[EXTRACT TO READ Boundary: Start]
Though the industry has already challenged the FDA in court, it could be months before the judge in the case takes any action. In going to court, the industry chose the most friendly venue it could find, the Federal Middle District Court in Greensboro, North Carolina, in the heart of tobacco country. The judge in the case, William L. Osteen Sr., once worked as a lobbyist for the tobacco industry. In 1994, he delivered a ruling favorable to tobacco in a case involving the Environmental Protection Agency and secondhand smoke.
But anti-tobacco activists say that initial signs from the judge do not show obvious favoritism toward the tobacco industry. And despite the industry’s urgency in pressing its legal argument, Osteen probably won’t act before the FDA issues its rule. The FDA, in turn, intends to craft its rule with built-in waiting periods for the various provisions to take effect, in order to give the industry adequate time to comply.
[EXTRACT TO READ Boundary: End]
*ACTIVITY A*. In the passage on the tobacco industry's lawsuit against the FDA, what work did the judge once do for the tobacco industry?
*ACTIVITY B*. Copy word for word the part of the passage on the tobacco lawsuit that begins at the words "Though the industry" and ends after "and secondhand smoke.".
*ACTIVITY C*. Continue the passage on the tobacco industry's court fight with the FDA from the point where it stops.
[RECORDED INFORMATION Boundary: Start]
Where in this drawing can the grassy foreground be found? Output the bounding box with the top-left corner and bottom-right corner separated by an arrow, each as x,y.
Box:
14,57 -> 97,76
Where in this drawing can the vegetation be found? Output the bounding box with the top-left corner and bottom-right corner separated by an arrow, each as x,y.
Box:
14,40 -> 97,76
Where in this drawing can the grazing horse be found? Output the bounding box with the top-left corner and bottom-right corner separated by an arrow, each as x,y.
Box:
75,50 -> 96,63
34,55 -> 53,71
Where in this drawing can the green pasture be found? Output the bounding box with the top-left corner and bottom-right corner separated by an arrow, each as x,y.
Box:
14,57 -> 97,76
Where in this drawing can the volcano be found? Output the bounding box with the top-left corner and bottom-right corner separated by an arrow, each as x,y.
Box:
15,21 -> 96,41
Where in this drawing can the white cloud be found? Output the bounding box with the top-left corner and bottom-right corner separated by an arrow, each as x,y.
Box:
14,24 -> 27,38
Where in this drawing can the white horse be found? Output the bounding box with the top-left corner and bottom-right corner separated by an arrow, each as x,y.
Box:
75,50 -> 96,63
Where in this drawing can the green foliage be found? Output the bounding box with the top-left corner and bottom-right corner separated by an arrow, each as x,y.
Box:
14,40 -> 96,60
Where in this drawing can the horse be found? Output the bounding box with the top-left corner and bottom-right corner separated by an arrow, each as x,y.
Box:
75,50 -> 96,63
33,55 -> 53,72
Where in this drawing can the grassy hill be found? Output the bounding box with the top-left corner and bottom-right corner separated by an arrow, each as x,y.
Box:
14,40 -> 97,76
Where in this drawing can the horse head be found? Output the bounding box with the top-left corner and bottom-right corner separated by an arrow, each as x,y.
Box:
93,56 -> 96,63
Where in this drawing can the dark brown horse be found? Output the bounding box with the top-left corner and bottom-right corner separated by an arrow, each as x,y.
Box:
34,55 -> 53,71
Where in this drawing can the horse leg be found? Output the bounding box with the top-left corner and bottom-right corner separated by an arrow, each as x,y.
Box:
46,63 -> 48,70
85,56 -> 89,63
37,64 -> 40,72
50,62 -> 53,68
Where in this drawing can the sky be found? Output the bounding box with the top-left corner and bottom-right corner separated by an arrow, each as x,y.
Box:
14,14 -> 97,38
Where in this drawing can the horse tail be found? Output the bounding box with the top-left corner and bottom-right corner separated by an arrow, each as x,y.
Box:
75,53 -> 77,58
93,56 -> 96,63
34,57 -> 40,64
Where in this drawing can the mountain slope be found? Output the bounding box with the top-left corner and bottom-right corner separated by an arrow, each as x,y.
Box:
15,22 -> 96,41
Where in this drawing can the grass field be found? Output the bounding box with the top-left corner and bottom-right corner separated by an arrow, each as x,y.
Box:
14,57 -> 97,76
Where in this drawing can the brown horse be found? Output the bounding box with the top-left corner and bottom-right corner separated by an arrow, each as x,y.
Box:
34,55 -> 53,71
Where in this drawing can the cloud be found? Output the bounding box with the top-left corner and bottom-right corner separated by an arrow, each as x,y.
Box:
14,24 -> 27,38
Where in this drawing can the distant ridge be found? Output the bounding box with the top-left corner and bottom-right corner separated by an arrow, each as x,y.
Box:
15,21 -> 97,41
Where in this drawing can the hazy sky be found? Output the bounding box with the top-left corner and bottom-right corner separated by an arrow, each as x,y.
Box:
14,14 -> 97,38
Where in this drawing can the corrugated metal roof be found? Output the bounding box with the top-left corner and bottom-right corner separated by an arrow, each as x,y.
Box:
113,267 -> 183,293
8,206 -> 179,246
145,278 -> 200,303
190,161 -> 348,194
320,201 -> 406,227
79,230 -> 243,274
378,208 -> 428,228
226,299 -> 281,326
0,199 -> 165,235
[RECORDED INFORMATION Boundary: End]
*EXERCISE ANSWER A*. He once worked as a lobbyist for the tobacco industry.

*EXERCISE ANSWER B*.
Though the industry has already challenged the FDA in court, it could be months before the judge in the case takes any action. In going to court, the industry chose the most friendly venue it could find, the Federal Middle District Court in Greensboro, North Carolina, in the heart of tobacco country. The judge in the case, William L. Osteen Sr., once worked as a lobbyist for the tobacco industry. In 1994, he delivered a ruling favorable to tobacco in a case involving the Environmental Protection Agency and secondhand smoke.

*EXERCISE ANSWER C*.
That means the FDA’s anti-tobacco rule will be an issue throughout the presidential election. President Clinton strongly backs Commissioner Kessler. He even traveled to Kentucky the day after his January State of the Union address to reaffirm the White House’s support. But, if elected, President Dole would be certain to fire Kessler as one of his first actions in the Oval Office. Conceivably, a Dole-appointed FDA commissioner might reverse the FDA’s anti- nicotine rule, though doing so would be politically explosive.
For now, the U.S. tobacco industry is on the defensive. The Liggett Group’s controversial decision to settle and to comply with some of the FDA’s proposed regulations rocked Philip Morris and RJR Nabisco. In just a week, the value of their companies on the New York Stock Exchange dropped by nearly one-sixth. Though it is just the first break in tobacco’s ranks, Liggett’s move signals the industry’s potential vulnerability to the combined assaults from the FDA, the Justice Department, and a host of consumer injury cases piling up in the courts. “It’s like a murder case,” says Phil Schiliro, chief of staff for Rep. Henry Waxman (D-Ca.). “You have five people accused of murder and one of them tries to get a break by cutting a deal with the D.A. Now maybe one or two more may start talking. Who knows where this will end?”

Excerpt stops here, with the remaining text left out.